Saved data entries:
■ ■ ■ ■ ■ ■ ■

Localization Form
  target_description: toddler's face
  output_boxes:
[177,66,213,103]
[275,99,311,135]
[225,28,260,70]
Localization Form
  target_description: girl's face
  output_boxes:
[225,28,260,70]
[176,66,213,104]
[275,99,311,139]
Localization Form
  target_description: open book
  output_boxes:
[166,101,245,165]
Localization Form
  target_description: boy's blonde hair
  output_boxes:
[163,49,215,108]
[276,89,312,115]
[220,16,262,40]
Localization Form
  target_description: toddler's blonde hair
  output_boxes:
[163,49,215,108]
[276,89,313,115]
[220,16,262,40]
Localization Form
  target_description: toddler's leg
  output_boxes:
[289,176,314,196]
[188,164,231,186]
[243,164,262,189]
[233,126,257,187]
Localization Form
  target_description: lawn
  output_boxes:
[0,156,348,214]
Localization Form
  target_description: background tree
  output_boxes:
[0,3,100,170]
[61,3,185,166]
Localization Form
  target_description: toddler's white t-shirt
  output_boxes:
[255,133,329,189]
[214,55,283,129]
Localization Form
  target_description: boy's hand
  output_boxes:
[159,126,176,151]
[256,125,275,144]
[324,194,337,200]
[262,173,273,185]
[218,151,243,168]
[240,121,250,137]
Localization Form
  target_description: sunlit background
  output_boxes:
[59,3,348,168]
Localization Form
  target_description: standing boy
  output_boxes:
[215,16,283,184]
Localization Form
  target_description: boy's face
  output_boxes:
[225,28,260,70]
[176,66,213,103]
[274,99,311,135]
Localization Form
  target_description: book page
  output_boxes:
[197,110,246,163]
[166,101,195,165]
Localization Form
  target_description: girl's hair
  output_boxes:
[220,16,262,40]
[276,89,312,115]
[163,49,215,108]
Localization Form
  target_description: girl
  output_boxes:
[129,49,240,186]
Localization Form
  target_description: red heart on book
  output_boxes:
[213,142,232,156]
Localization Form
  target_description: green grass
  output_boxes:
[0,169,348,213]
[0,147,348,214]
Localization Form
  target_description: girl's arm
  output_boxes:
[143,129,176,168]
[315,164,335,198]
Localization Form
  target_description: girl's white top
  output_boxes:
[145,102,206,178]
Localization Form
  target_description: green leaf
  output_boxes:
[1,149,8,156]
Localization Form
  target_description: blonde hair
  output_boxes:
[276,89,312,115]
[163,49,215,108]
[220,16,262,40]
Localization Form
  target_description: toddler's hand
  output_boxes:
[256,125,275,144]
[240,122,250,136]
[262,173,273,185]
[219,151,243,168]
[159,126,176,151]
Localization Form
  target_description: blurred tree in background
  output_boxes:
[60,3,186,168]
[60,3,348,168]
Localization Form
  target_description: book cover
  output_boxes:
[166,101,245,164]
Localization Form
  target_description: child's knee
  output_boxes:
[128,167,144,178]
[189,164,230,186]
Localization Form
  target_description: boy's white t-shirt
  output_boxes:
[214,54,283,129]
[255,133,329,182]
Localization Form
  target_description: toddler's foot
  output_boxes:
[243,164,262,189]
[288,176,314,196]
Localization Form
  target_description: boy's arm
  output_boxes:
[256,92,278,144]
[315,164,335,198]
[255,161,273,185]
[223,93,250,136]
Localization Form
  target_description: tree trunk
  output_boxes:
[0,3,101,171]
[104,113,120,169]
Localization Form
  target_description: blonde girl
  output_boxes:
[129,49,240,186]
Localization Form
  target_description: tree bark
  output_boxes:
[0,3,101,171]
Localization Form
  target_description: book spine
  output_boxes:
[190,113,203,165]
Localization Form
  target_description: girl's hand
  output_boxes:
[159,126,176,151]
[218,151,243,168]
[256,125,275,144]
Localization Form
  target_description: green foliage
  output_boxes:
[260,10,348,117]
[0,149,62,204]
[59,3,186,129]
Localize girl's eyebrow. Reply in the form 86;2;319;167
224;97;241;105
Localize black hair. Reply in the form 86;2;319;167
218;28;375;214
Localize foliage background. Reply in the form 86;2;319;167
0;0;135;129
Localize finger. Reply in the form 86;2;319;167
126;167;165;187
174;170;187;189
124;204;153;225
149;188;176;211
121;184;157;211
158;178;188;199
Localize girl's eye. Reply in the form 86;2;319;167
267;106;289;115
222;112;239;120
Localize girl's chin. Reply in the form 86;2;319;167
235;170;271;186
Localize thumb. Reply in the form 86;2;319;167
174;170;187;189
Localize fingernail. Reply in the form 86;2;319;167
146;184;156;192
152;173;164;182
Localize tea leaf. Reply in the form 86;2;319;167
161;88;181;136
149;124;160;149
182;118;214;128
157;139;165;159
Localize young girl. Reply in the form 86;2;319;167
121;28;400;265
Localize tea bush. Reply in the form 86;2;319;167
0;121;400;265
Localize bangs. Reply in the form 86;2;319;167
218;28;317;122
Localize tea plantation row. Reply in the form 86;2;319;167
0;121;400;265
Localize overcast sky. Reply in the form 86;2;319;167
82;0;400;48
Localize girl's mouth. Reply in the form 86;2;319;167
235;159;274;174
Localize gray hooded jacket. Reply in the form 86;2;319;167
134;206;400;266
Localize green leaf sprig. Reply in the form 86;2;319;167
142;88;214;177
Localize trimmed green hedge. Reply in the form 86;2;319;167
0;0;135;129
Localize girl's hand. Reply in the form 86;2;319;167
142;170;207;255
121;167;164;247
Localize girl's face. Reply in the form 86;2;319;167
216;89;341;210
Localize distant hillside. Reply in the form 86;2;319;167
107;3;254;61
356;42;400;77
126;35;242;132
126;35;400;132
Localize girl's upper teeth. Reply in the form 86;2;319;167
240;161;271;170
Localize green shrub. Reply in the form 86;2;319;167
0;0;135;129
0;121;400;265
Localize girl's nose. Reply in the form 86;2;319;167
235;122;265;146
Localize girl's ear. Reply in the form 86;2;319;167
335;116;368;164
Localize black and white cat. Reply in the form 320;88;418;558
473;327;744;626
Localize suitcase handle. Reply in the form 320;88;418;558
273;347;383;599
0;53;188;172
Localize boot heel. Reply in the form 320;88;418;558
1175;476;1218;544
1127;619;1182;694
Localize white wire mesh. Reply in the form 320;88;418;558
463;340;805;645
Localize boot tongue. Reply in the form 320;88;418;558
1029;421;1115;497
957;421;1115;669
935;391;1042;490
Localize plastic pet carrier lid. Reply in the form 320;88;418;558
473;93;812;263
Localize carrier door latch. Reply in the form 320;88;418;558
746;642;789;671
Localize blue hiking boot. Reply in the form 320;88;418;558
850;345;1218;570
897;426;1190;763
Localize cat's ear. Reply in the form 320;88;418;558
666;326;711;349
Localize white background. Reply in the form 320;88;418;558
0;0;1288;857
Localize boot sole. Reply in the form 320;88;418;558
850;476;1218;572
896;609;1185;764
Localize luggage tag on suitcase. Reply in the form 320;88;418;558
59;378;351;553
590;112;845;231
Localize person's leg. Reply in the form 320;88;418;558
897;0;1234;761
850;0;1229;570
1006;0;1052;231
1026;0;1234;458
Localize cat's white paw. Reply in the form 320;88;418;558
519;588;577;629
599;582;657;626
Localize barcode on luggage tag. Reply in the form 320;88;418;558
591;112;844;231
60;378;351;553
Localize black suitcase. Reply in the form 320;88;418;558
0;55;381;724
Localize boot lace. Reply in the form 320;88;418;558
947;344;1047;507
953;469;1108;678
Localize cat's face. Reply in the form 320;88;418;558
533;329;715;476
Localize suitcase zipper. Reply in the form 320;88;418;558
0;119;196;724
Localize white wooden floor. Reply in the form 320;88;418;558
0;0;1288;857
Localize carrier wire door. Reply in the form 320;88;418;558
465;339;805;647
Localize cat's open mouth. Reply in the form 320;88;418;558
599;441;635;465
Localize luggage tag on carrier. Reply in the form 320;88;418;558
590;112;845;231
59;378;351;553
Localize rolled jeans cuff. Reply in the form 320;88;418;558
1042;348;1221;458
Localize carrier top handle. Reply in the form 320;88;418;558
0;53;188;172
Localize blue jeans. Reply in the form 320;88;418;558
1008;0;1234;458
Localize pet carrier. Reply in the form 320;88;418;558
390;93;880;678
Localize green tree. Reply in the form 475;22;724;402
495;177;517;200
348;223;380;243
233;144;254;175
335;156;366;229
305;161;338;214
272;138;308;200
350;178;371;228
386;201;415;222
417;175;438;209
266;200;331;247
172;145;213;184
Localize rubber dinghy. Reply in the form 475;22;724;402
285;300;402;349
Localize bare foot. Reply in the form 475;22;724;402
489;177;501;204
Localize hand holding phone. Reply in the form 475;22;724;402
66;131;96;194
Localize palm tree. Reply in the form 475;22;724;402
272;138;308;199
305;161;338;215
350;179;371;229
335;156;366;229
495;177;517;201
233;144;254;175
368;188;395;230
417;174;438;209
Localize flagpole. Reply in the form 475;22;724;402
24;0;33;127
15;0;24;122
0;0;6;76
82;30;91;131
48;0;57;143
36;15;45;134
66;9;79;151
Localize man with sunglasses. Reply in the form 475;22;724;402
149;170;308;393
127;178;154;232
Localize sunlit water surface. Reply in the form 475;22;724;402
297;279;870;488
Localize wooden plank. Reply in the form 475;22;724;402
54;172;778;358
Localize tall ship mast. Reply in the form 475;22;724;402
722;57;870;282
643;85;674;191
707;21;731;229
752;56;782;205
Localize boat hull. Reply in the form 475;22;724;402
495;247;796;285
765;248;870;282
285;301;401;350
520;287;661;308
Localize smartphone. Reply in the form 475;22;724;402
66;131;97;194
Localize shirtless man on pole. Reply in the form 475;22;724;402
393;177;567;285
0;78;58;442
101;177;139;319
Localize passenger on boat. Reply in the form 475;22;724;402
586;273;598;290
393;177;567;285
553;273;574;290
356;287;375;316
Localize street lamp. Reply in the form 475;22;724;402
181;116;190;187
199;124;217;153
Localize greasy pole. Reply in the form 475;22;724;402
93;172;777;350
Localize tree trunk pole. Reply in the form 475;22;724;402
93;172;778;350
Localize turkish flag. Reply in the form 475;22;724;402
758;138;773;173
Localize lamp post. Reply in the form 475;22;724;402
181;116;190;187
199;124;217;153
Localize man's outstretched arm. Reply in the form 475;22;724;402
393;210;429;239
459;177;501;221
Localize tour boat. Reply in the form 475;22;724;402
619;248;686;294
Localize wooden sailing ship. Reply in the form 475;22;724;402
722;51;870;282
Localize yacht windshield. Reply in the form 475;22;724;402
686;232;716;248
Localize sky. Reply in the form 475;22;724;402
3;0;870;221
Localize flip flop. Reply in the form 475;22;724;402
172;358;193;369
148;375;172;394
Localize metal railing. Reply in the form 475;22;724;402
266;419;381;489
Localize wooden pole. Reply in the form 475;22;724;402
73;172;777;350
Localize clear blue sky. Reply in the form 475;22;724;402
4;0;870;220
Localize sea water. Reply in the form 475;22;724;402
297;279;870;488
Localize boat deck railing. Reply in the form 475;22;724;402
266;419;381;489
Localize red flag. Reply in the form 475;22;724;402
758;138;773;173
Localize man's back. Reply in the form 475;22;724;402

■ ■ ■ ■ ■ ■ ■

Prompt:
Put the lines of the rows above, starting at the line containing "Localize luggage tag on carrier." and ending at the line containing "101;177;139;319", into a JSON list of strings, one string per line, with blank lines left out.

Task answer:
[
  "Localize luggage tag on carrier. Reply in the form 320;88;418;558",
  "590;112;845;231",
  "59;378;351;553",
  "Localize rolled jeans cuff. Reply in the form 320;88;418;558",
  "1042;348;1221;458",
  "Localize carrier top handle. Reply in the form 320;88;418;558",
  "0;53;188;172",
  "Localize blue jeans. Reply in the form 320;88;418;558",
  "1008;0;1234;458",
  "Localize pet carrier. Reply in the form 320;88;418;558",
  "390;93;880;678",
  "Localize green tree. Reply in the form 475;22;724;402",
  "495;177;517;200",
  "348;223;380;243",
  "233;144;254;175",
  "335;156;366;229",
  "305;161;338;214",
  "272;138;308;200",
  "350;178;371;228",
  "386;201;415;222",
  "417;175;438;209",
  "266;200;331;247",
  "172;145;213;184",
  "Localize rubber dinghy. Reply in the form 475;22;724;402",
  "285;300;402;349",
  "Localize bare foot. Reply in the form 475;22;724;402",
  "489;177;501;204",
  "Localize hand holding phone. Reply in the form 475;22;724;402",
  "66;131;96;194",
  "Localize palm tree. Reply in the form 475;22;724;402",
  "272;138;308;199",
  "305;161;338;215",
  "350;179;371;229",
  "335;156;366;229",
  "495;177;517;201",
  "233;144;254;175",
  "368;188;395;230",
  "417;174;438;209",
  "Localize flagpole. Reply in the form 475;22;724;402",
  "24;0;33;127",
  "15;0;24;122",
  "0;0;6;76",
  "82;30;91;131",
  "48;0;57;143",
  "36;15;45;134",
  "66;9;79;151",
  "Localize man with sunglasses. Reply in the form 475;22;724;402",
  "149;170;308;393",
  "127;178;154;232",
  "Localize sunlit water surface. Reply in the form 475;22;724;402",
  "297;279;870;488",
  "Localize wooden plank. Reply in the form 475;22;724;402",
  "54;172;778;358",
  "Localize tall ship mast. Reply in the form 475;22;724;402",
  "722;57;870;282",
  "643;85;674;191",
  "707;21;731;229",
  "752;56;782;205",
  "Localize boat hull. Reply in the form 475;22;724;402",
  "495;247;796;285",
  "765;248;870;282",
  "285;301;401;350",
  "520;287;661;308",
  "Localize smartphone. Reply in the form 475;22;724;402",
  "66;131;97;194",
  "Localize shirtless man on pole. Reply in the form 475;22;724;402",
  "393;177;567;285",
  "0;78;58;442",
  "101;177;139;319"
]